━━━ Extracted text ━━━

Evaluation of serverless computing for scalable execution of a joint variant calling workflow

PLoS One. 2021 Jul 9;16(7):e0254363. doi: 10.1371/journal.pone.0254363. eCollection 2021.

Abstract

Advances in whole-genome sequencing have greatly reduced the cost and time of obtaining raw genetic information, but the computational requirements of analysis remain a challenge. Serverless computing has emerged as an alternative to using dedicated compute resources, but its utility has not been widely evaluated for standardized genomic workflows. In this study, we define and execute a best-practice joint variant calling workflow using the SWEEP workflow management system. We present an analysis of performance and scalability, and discuss the utility of the serverless paradigm for executing workflows in the field of genomics research. The GATK best-practice short germline joint variant calling pipeline was implemented as a SWEEP workflow comprising 18 tasks. The workflow was executed on Illumina paired-end read samples from the European and African super populations of the 1000 Genomes project phase III. Cost and runtime increased linearly with increasing sample size, although runtime was driven primarily by a single task for larger problem sizes. Execution took a minimum of around 3 hours for 2 samples, up to nearly 13 hours for 62 samples, with costs ranging from $2 to $70.

━━━

(Work instruction 1): According to the serverless computing abstract, how many tasks make up the SWEEP workflow?
(Work instruction 2): Retype the part of the serverless computing abstract that opens with the words containing "Evaluation of serverless" and closes with "10.1371/journal.pone.0254363. eCollection 2021.".
(Work instruction 3): Carry on writing the serverless computing abstract from the point where it stops.

━━━ Data listing ━━━

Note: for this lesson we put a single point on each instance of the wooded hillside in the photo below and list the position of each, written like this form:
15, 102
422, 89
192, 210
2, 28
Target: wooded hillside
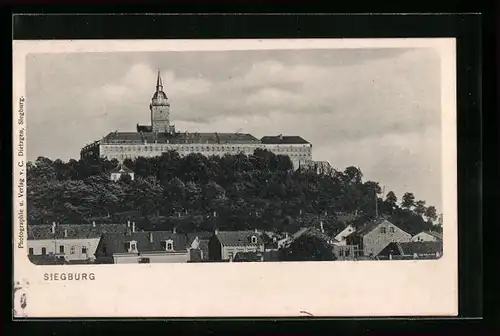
195, 192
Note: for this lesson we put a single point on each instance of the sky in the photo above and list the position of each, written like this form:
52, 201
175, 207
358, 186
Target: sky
378, 109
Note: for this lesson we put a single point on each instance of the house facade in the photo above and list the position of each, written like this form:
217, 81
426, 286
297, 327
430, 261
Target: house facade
224, 245
340, 238
143, 247
116, 173
428, 236
375, 236
160, 136
412, 250
73, 242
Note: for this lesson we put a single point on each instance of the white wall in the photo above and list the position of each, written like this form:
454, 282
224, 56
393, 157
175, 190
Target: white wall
298, 153
154, 258
52, 246
234, 250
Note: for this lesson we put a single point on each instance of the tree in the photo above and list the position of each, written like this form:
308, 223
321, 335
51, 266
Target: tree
431, 213
420, 208
408, 200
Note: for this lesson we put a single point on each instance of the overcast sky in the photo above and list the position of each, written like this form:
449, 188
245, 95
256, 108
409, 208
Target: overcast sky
378, 109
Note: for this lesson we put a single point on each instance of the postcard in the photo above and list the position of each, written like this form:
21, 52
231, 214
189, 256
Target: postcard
235, 178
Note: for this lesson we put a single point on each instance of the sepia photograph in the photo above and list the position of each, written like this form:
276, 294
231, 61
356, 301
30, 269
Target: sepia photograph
222, 160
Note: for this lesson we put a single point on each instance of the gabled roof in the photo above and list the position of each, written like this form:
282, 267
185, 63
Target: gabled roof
323, 236
73, 231
122, 169
238, 238
435, 234
248, 256
419, 248
47, 260
115, 243
151, 138
281, 139
372, 225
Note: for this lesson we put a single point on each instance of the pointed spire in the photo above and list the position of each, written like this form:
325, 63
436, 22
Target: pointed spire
159, 83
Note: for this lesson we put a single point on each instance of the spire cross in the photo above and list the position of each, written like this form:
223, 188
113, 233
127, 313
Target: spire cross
159, 83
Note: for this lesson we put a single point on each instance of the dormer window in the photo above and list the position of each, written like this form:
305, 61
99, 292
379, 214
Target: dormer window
131, 246
168, 245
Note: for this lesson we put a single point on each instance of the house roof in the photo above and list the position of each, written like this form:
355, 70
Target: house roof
372, 225
115, 243
438, 235
73, 231
202, 235
177, 138
121, 168
281, 139
247, 256
411, 248
239, 238
323, 236
47, 260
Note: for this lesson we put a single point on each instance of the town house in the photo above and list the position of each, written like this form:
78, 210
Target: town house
73, 242
428, 236
143, 247
198, 242
413, 250
374, 236
224, 245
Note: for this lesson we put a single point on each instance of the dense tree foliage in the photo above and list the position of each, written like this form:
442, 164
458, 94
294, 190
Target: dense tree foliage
199, 193
308, 248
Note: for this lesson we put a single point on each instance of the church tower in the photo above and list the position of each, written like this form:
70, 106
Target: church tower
160, 109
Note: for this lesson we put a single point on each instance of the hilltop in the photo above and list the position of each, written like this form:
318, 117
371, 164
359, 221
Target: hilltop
232, 192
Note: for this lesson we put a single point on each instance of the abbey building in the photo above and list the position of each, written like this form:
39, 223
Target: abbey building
160, 136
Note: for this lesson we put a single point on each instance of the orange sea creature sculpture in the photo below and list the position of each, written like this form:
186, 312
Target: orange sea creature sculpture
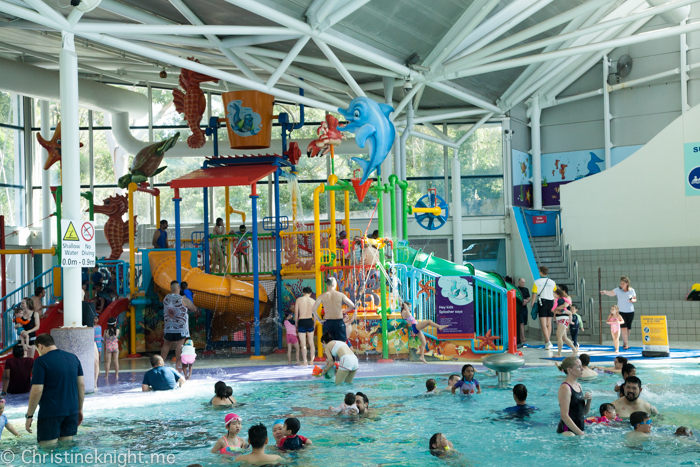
192, 102
52, 146
328, 135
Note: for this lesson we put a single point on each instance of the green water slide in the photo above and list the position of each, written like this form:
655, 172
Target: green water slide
419, 259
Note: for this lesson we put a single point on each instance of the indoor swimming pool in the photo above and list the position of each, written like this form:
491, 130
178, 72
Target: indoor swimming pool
395, 432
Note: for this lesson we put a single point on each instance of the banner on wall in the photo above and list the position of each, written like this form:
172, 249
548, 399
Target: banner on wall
454, 306
654, 336
522, 179
691, 156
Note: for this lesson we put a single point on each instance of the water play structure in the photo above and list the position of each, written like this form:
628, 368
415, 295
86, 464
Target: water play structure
242, 307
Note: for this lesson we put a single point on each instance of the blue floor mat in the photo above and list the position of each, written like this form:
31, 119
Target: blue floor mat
633, 353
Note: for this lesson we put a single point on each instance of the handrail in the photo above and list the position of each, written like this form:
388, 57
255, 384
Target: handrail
532, 242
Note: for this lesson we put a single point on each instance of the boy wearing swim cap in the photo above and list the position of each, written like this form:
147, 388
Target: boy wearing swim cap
277, 428
230, 443
257, 437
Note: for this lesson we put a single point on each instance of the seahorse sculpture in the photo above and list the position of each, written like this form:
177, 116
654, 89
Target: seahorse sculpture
192, 102
328, 135
116, 229
52, 146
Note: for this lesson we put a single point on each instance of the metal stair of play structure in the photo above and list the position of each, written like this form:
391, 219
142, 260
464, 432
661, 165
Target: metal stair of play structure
555, 255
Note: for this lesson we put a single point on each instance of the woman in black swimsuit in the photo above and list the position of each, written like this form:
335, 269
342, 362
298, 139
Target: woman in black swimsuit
223, 395
32, 327
573, 403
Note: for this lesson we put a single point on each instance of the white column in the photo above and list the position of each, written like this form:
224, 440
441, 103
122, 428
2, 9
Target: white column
536, 153
684, 71
606, 111
70, 171
46, 199
386, 165
456, 209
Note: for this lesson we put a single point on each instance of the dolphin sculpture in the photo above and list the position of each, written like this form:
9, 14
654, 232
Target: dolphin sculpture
370, 122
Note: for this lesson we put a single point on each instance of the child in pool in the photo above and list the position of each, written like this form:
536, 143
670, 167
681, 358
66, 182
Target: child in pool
111, 340
292, 441
292, 339
223, 394
430, 387
451, 381
627, 370
467, 385
277, 428
607, 415
230, 443
614, 320
348, 407
3, 421
440, 445
618, 363
257, 437
188, 356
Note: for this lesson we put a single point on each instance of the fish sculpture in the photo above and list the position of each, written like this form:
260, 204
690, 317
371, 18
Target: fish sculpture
370, 122
192, 103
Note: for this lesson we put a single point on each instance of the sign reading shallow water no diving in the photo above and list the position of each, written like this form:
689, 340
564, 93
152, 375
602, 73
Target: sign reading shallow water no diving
77, 243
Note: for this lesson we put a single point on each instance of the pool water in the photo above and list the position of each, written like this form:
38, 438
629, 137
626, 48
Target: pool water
398, 427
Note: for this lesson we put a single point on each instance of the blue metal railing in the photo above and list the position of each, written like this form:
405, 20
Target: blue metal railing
490, 316
490, 306
9, 301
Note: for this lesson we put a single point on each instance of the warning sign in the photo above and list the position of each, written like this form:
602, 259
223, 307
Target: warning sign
71, 235
654, 336
77, 250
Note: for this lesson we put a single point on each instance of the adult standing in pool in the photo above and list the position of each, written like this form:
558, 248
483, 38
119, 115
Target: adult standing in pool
176, 326
543, 292
626, 298
573, 403
333, 302
347, 361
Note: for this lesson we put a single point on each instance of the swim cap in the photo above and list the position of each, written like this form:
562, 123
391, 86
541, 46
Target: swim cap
232, 417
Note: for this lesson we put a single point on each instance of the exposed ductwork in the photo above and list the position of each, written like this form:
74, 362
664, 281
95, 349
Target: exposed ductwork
123, 105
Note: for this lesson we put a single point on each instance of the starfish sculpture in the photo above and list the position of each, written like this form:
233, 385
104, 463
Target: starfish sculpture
487, 341
426, 288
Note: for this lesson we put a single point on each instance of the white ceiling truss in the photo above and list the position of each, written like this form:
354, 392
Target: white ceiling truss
486, 57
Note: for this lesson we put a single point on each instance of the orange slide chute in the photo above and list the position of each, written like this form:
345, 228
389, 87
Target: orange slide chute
230, 300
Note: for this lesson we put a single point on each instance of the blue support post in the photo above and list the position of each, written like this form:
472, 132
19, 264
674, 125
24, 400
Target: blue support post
205, 196
178, 258
278, 258
256, 279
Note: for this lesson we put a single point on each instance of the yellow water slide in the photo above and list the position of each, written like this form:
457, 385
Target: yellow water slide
230, 300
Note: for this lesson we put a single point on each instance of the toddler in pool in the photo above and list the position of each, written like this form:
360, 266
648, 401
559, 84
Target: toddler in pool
348, 407
230, 443
188, 356
607, 415
467, 385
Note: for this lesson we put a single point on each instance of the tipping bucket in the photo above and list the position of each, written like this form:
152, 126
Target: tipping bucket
248, 119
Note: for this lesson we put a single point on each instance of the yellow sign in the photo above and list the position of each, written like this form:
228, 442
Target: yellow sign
654, 336
71, 234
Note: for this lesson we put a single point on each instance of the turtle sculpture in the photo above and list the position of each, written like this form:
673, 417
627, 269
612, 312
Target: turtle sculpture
146, 162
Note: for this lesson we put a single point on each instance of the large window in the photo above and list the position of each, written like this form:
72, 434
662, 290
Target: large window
11, 158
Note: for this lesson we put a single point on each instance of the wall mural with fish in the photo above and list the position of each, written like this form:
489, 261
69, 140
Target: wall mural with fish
522, 179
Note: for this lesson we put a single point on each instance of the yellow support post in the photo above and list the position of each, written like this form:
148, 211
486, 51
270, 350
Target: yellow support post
332, 241
132, 262
317, 260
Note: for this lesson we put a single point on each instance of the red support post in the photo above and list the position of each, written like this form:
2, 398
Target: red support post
247, 338
512, 323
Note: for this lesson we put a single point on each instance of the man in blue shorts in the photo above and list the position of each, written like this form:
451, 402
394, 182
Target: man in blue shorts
58, 388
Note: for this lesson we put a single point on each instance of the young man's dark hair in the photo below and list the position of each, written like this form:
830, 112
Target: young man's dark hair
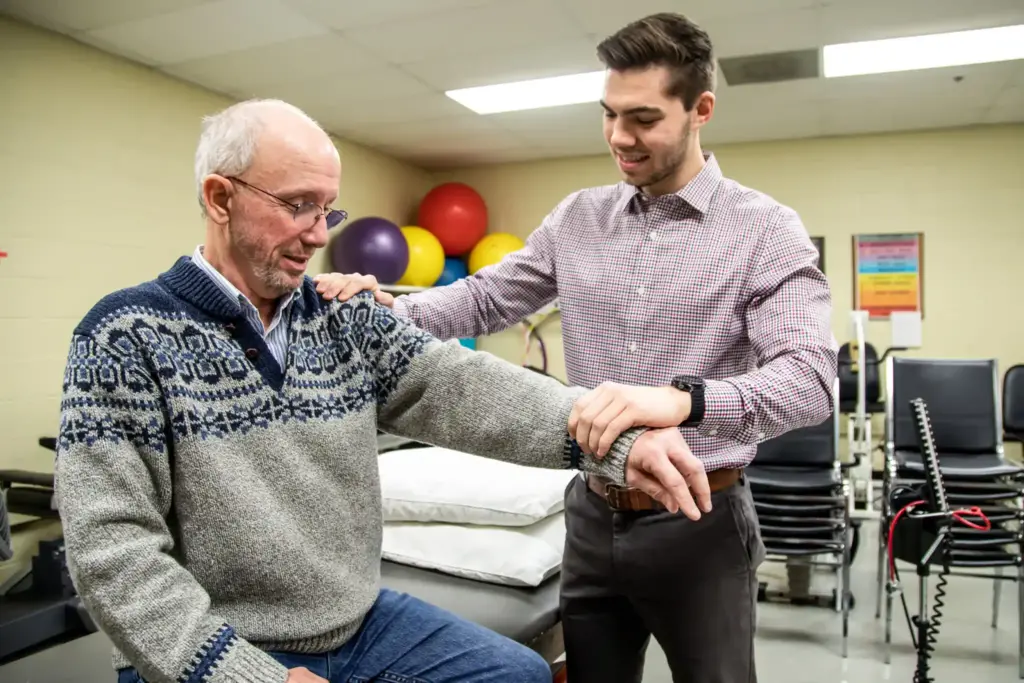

━━━

(Written answer 1): 18 tasks.

(Written answer 2):
Evaluation of serverless computing for scalable execution of a joint variant calling workflow

PLoS One. 2021 Jul 9;16(7):e0254363. doi: 10.1371/journal.pone.0254363. eCollection 2021.

(Written answer 3):
Publication types

  • Research Support, Non-U.S. Gov't

MeSH terms

  • Databases, Genetic
  • Genomics / methods
  • High-Throughput Nucleotide Sequencing / methods
  • Humans
  • Software
  • Workflow*

Grants and funding

DotMote Labs provided support in the form of contractor salaries to Kathleen Muenzen. The specific role of this author is articulated in the ‘author contributions’ section.” The funder had no role in study design, data collection and analysis, decision to publish, or preparation of the manuscript.